[START OF Raw records]

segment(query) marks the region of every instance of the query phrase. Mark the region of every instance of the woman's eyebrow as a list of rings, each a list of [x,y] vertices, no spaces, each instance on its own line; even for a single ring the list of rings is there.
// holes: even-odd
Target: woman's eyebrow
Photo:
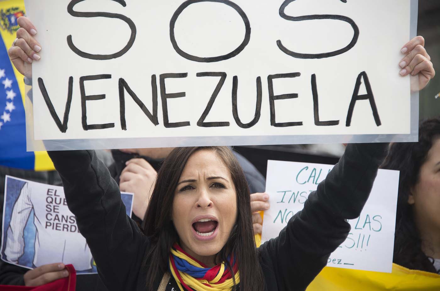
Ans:
[[[207,178],[207,179],[209,180],[215,180],[216,179],[223,179],[223,180],[224,180],[225,181],[227,181],[227,180],[226,179],[225,179],[223,177],[221,177],[220,176],[215,176],[215,177],[208,177],[208,178]]]
[[[195,182],[195,180],[194,180],[194,179],[189,179],[187,180],[183,180],[183,181],[180,181],[180,182],[178,183],[177,185],[179,185],[179,184],[181,184],[183,183],[193,183],[194,182]]]

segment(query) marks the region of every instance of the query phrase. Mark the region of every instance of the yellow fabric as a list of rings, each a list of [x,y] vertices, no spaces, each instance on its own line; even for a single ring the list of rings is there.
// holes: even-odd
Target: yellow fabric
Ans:
[[[260,214],[262,218],[264,213]],[[261,235],[255,235],[260,247]],[[307,291],[440,291],[440,275],[392,264],[391,273],[325,267]]]
[[[6,10],[11,7],[18,7],[21,11],[25,11],[25,4],[23,0],[6,0],[0,1],[0,11]],[[12,43],[15,39],[15,32],[11,33],[7,30],[4,30],[0,28],[0,33],[1,34],[3,41],[8,50],[12,46]],[[21,94],[23,104],[25,104],[25,83],[23,81],[23,75],[20,74],[13,66],[15,78],[20,88],[20,93]],[[51,171],[55,169],[53,163],[51,160],[48,153],[46,151],[35,151],[34,153],[35,156],[34,169],[36,171]]]
[[[263,221],[263,218],[264,216],[264,211],[260,211],[260,215],[261,217],[261,221]],[[258,247],[261,245],[261,234],[257,233],[254,236],[254,239],[255,240],[255,245],[257,247]]]
[[[396,264],[391,273],[325,267],[307,291],[440,291],[440,275]]]
[[[198,268],[203,268],[203,266],[188,256],[184,254],[177,251],[173,248],[171,249],[171,253],[178,258],[185,260],[193,266]],[[180,289],[180,291],[185,291],[185,289],[181,284],[180,284],[180,281],[176,273],[174,272],[174,268],[172,267],[172,265],[171,264],[171,260],[169,261],[169,269],[171,271],[171,274],[177,283],[179,288]],[[212,281],[209,282],[208,282],[207,280],[198,280],[186,273],[181,272],[178,270],[178,272],[179,272],[179,274],[183,280],[183,282],[185,282],[185,284],[195,290],[197,290],[198,291],[231,291],[232,290],[232,287],[234,287],[234,281],[232,279],[226,280],[223,283],[220,284],[216,284],[215,285],[213,286],[207,286],[204,285],[204,284],[215,284],[218,282],[219,280],[221,278],[221,276],[224,272],[224,263],[222,263],[218,274]],[[240,283],[239,273],[240,272],[237,272],[235,274],[235,283],[237,284]]]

[END OF Raw records]

Word for word, quote the lines above. Omit the pictures.

- [The response]:
segment(query) marks the region of every instance of the query phrase. Mark the region of every instance of the woman's eyebrow as a list of rings, each a list of [x,y] vertices, no spaces, each instance on its own line; even for a single ring the list of rings is there.
// holes: even-odd
Target: woman's eyebrow
Photo:
Ans:
[[[207,178],[207,179],[209,180],[215,180],[216,179],[223,179],[223,180],[224,180],[225,181],[227,181],[227,180],[226,179],[225,179],[223,177],[221,177],[220,176],[215,176],[215,177],[208,177],[208,178]]]
[[[195,182],[195,180],[194,180],[194,179],[189,179],[187,180],[183,180],[183,181],[180,181],[180,182],[178,183],[177,185],[179,185],[179,184],[181,184],[183,183],[193,183],[194,182]]]

segment(query) marks the region of every instance of the query phrase. Mark the region of every instance of the yellow fabric as a list of rings, each a list of [x,y] vertices, no spaces, each instance on its own line; even for a single ring the list of rings is there.
// holes: even-odd
Target: yellow fabric
Ans:
[[[260,214],[262,218],[264,213]],[[261,235],[255,235],[260,247]],[[307,291],[440,291],[440,275],[392,264],[391,273],[325,267]]]
[[[6,10],[11,7],[18,7],[21,11],[25,11],[25,4],[23,0],[6,0],[0,1],[0,11]],[[12,43],[15,39],[15,32],[11,33],[7,30],[4,30],[0,28],[0,33],[1,34],[3,41],[8,50],[12,46]],[[21,94],[23,104],[25,104],[25,83],[23,81],[23,75],[20,74],[13,66],[15,78],[20,88],[20,93]],[[51,171],[55,169],[53,163],[51,160],[48,153],[46,151],[35,151],[34,153],[35,156],[34,169],[36,171]]]
[[[263,221],[263,218],[264,216],[264,211],[260,211],[260,215],[261,217],[261,221]],[[258,247],[261,245],[261,234],[257,233],[254,236],[254,239],[255,240],[255,245],[257,247]]]
[[[396,264],[391,273],[325,267],[307,291],[440,291],[440,275]]]
[[[198,268],[203,268],[203,266],[188,256],[184,254],[177,251],[173,248],[171,249],[171,253],[178,258],[185,260],[193,266]],[[180,289],[180,291],[185,291],[185,289],[181,284],[180,284],[180,281],[176,273],[174,272],[174,268],[172,267],[172,265],[171,264],[171,260],[169,261],[169,269],[171,271],[171,274],[177,283],[179,288]],[[212,281],[209,282],[208,282],[207,280],[198,280],[186,273],[181,272],[178,270],[178,272],[179,272],[179,274],[183,280],[183,282],[185,282],[185,284],[195,290],[197,290],[198,291],[231,291],[232,290],[232,287],[234,287],[234,281],[232,279],[226,280],[223,283],[220,284],[216,284],[215,285],[213,286],[207,286],[204,285],[204,284],[215,284],[218,282],[219,280],[221,278],[221,276],[224,272],[224,263],[222,263],[218,274]],[[240,283],[239,273],[240,272],[237,272],[235,274],[235,283],[237,284]]]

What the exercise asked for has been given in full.